• [Supplied text]:
[Start of Attachment]
Transcription Flashcards
What is gene expression
The machinery to use genetic information.
If, when, where and how much a gene should be turned into a protein
What was the problem scientists had with genes and the production of proteins
DNA is in the nucleus but protein synthesis is in ribosomes which have RNA.
How does info travel, what does RNA do.
The genetic code hadn’t been determined.
What did Brenner, Jacob and Meselson discover about RNA
It travelled to ribosomes to produce proteins, they aren’t structural components. They’re messengers to instruct existing ribosomes.
How did Brenner, Jacob and Meselson work out that RNA was a messenger and not a structural component
They used T4/E.Coli, labelled RNA resulting from viral infection and bacterial ribosomes.
- Grew uninflected e.coli with N15 and c13 isotopes (make rna heavier)
- Changed medium to N14 and C12, added P32 (to track where RNA went)
- Infected dna with T4 and removed heavy isotopes to produce new radioactive viral RNA
- Sedimented purified ribosomes in conc gradient
- Found 2 new populations of ribosomes (heavy and light ones being assembled after phage entered) new goes to pre-existing ribosomes
Where does prokaryotic transcription start
At the TSS (transcription start site) a specific nucleotide position
What 3 regions does the prokaryotic transcription RNA sequence have
Promoter region - for initiation
Elongation region - between initiation and termination
Terminator region - cause RNA polymerase to detach
How does initiation work
- Promoter binds to RNA
- Opening a small bubble of unwound DNA
- Starts copying
- Polymerase moves with bubble to add nucleotides
- Can be transcribed by several RNA polymerase
How does termination work
- RNA polymerase arrives at terminator
- Detaches from DNA
- MRNA ready for translation
Why and how would you turn genes off in a prokaryote
Not all proteins are necessary all the time.
Positive and negative regulation.
Operon.
What is operon used as
A regulatory unit, regulated through an off-on switch. Allowing protein synthesis to be controlled coordinately in response to need of the cell. Directs expression of polycystronic mRNA
What happens when the lac operon is turned off
No lactose is present. Turns off lacI gene, prevents RNA polymerase transcribing the operon
What happens when lac operon is turned on
Lactose is present. LacI binds to lactose, repressing it - changing lacI structure and prevents it from binding DNA - lacI promoter is unblocked - RNA polymerase transcribes polycystronic rna
What happens, concerning lac operons, when glucose is scarce
CRP is activated and binds to lac operon, increasing transcription.
Only works if lactose is available and no better energy source is present.
Key difference between prokaryotic and eukaryotic transcription
- physical separation between DNA and ribosomes
- termination occurs by polyadenylation signal in eu
- ribosomes binds to translate mRNA
- different RNA polymerase transcribes different genes (RNA pol3 for mRNA pol1+2 for tRNA, rRNA)
Give an example of multicellularity
In the lens of your eye - contains crystallin, special property of being transparent. All cells contain genes for crystallin but it’s restricted to production in the eye lens.
[End of Attachment]
• [Source data]:
[Start of Attachment]
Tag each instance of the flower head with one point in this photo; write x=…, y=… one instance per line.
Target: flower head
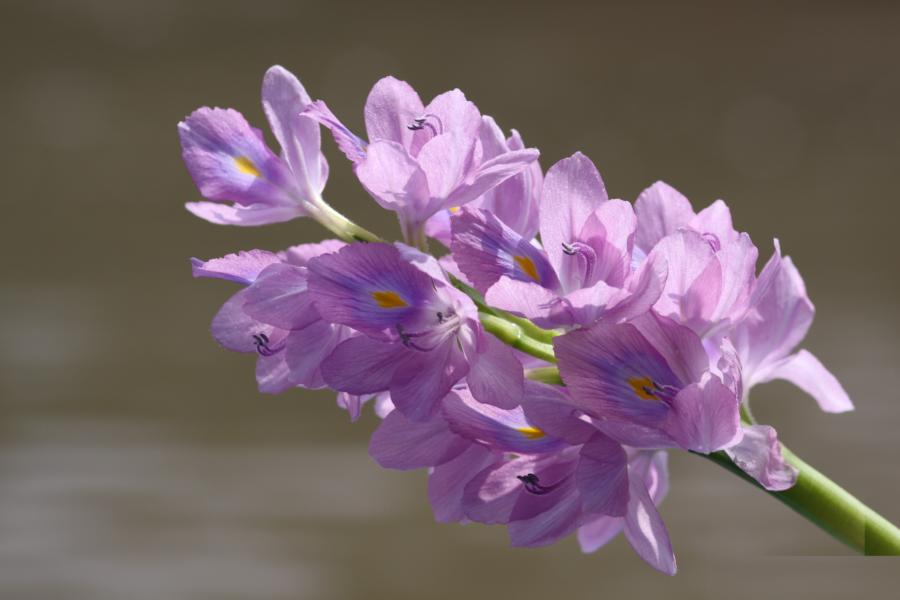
x=230, y=162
[End of Attachment]
• [Task instructions]: According to the transcription flashcards, where does prokaryotic transcription start? The material comes from a different source than the transcription flashcards.

• [Written answer]: At the transcription start site (TSS), a specific nucleotide position.